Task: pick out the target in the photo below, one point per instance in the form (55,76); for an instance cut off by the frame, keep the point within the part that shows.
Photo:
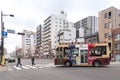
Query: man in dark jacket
(33,59)
(19,62)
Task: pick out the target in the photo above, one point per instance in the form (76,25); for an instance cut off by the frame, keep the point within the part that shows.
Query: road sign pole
(2,39)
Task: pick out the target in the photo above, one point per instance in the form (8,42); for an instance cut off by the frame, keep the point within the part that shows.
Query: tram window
(75,52)
(92,52)
(57,49)
(66,52)
(103,51)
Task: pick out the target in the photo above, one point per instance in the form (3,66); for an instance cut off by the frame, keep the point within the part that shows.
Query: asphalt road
(111,72)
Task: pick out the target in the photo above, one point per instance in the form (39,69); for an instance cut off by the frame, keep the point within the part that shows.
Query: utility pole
(2,37)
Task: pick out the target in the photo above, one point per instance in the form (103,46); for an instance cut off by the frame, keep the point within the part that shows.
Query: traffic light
(20,33)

:::::

» Task to complete
Reproduce the entries above word for word. Pictures stay out.

» Result of this task
Task: pick out the target in the photo below, one point per instance in the form (55,76); for an instance cut off by the frame, keep the point within the part that shows.
Photo:
Query: man in dark jacket
(33,59)
(19,62)
Task: pick out the target in the photo above, one point per instance in the form (76,25); for an instance cut off by the frame, keep the point within the part that shows.
Query: road sign pole
(2,39)
Task: pick out the target in the photo above, one point per instance in the form (8,42); for an instance cut off by the frame, keep the point within the part that shows.
Query: tram window
(75,52)
(92,52)
(57,49)
(66,52)
(103,51)
Task: pick out the target in the photo above, one point per instance in the form (3,66); for an instance cut off by the frame, keep the point within the part that shows.
Query: asphalt road
(111,72)
Task: pick out the target in the photo above, one point per instance in the form (39,69); for an instance cut off by the frame, keep the point within the part that shows.
Query: utility pole
(2,37)
Task: pick out the target in the photo above, one point per instance in the form (103,46); for an instance cut off by the frame, keep the point within the part that shows.
Query: traffic light
(20,33)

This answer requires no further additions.